**Aim of the exercise**
Keep only the lines of the data below that contain the string "dark", and copy each one.

Records drawn from a data collection
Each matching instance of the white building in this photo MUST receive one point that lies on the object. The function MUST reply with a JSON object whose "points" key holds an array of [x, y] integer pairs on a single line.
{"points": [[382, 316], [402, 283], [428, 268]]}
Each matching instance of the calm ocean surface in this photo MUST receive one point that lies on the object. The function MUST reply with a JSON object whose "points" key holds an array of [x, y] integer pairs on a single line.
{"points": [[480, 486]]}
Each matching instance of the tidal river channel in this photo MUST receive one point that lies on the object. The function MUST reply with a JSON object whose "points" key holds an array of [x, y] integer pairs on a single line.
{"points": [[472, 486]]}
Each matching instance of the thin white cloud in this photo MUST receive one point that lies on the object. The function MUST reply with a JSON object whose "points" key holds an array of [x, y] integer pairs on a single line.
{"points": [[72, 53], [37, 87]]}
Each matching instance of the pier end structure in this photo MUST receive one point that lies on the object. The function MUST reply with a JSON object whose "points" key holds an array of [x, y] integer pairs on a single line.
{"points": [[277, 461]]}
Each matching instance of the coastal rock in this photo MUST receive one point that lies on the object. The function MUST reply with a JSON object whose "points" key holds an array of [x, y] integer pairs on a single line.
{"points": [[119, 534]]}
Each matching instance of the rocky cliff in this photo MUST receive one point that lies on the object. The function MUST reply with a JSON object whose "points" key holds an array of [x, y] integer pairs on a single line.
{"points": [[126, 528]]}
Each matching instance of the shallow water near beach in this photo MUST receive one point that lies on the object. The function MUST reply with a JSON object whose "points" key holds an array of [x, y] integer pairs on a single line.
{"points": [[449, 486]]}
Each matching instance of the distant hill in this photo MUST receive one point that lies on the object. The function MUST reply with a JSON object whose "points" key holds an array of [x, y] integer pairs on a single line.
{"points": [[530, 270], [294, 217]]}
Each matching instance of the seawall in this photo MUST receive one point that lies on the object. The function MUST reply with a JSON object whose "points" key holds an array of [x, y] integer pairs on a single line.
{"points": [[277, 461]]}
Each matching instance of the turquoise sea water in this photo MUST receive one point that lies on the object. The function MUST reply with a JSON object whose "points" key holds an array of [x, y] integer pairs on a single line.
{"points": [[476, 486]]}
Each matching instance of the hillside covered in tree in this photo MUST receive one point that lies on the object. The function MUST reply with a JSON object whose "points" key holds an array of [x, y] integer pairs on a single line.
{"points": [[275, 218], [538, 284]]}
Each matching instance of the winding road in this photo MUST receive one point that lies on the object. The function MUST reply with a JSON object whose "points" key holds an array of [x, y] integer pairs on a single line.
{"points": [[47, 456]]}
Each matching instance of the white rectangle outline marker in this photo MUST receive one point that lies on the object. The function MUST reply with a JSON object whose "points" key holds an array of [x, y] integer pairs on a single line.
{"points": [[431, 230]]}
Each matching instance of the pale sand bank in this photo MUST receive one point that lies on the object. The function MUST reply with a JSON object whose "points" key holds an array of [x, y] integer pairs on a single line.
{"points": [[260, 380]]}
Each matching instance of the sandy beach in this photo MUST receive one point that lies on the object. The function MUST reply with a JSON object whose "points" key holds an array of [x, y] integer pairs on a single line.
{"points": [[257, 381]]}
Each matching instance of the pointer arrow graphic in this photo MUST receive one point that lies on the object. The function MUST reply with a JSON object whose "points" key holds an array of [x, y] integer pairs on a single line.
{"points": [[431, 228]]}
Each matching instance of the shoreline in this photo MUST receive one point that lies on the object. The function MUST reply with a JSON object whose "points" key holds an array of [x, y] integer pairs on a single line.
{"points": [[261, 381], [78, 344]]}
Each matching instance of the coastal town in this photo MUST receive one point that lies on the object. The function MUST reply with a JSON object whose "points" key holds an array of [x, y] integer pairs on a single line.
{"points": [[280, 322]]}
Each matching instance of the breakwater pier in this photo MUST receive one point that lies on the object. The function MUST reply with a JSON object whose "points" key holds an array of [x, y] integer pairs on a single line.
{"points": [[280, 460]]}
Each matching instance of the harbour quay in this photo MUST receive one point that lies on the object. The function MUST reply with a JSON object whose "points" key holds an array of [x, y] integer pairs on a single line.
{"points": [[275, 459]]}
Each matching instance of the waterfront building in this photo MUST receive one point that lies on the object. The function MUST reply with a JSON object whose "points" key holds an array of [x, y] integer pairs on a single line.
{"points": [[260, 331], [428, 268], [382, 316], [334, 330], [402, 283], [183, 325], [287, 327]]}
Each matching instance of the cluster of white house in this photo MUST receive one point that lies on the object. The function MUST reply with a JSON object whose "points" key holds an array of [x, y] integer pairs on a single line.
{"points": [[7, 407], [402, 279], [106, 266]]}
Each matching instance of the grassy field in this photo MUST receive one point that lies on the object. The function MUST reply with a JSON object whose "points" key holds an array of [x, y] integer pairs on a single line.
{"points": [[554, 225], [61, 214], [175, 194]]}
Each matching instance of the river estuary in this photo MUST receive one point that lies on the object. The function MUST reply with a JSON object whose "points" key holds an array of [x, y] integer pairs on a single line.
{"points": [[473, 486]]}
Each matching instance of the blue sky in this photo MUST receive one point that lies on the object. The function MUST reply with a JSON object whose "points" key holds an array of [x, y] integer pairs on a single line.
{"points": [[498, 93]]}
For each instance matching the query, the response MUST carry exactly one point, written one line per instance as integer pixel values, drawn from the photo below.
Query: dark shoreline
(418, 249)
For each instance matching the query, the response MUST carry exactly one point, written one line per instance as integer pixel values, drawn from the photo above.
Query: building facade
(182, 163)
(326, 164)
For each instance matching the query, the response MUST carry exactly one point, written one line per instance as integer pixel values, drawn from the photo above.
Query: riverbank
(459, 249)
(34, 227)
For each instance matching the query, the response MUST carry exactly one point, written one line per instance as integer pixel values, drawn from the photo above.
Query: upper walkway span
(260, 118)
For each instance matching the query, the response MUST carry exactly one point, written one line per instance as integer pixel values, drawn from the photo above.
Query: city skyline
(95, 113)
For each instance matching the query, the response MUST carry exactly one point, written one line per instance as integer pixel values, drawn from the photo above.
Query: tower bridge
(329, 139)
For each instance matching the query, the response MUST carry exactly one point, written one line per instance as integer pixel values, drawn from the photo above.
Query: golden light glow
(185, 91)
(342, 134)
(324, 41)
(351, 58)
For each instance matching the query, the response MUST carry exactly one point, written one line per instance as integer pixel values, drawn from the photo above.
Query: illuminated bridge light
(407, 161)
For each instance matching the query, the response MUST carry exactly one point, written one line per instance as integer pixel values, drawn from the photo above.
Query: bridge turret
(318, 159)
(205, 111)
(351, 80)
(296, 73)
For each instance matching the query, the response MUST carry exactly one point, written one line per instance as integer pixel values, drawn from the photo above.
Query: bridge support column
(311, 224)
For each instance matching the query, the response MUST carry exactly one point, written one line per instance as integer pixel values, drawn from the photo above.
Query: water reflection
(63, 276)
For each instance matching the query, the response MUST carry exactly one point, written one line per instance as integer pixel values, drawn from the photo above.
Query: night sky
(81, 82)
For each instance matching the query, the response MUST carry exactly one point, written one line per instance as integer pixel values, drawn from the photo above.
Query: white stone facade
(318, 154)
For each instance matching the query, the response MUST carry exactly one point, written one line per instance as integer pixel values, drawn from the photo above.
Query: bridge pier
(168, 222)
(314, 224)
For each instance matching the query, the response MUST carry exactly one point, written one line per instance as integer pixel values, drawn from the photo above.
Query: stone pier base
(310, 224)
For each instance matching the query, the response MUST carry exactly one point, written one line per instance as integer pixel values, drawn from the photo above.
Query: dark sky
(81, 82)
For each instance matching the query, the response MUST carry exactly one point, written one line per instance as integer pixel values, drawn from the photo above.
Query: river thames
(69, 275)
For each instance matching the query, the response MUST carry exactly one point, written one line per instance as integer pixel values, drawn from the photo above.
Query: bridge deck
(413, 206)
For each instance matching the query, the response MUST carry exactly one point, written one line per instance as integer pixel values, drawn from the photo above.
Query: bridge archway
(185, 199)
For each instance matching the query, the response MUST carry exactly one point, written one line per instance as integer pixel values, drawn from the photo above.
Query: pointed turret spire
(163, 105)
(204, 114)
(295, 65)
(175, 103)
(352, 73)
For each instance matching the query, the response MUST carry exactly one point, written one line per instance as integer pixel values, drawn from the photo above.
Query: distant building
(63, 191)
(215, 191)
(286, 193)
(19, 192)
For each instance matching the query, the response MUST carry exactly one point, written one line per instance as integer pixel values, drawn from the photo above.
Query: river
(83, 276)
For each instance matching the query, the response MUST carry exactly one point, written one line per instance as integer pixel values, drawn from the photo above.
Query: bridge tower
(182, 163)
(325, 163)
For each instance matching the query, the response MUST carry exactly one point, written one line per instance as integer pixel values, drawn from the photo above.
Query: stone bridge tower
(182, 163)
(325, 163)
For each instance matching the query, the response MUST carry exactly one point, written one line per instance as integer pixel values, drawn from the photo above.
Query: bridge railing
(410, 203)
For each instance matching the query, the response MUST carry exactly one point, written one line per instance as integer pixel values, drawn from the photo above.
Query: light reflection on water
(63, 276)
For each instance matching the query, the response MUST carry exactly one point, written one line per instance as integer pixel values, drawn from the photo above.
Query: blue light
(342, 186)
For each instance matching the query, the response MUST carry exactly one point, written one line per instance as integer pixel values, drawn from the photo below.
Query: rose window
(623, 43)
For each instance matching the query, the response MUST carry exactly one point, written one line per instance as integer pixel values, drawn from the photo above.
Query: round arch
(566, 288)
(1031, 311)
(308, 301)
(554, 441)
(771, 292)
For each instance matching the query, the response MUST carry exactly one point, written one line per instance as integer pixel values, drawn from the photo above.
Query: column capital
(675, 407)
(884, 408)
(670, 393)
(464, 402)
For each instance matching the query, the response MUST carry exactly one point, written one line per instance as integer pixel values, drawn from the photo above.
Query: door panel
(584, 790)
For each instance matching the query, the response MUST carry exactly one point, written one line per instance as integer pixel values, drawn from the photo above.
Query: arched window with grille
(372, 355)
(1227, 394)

**Answer to the exercise**
Query: dark shoreline
Query: dark sky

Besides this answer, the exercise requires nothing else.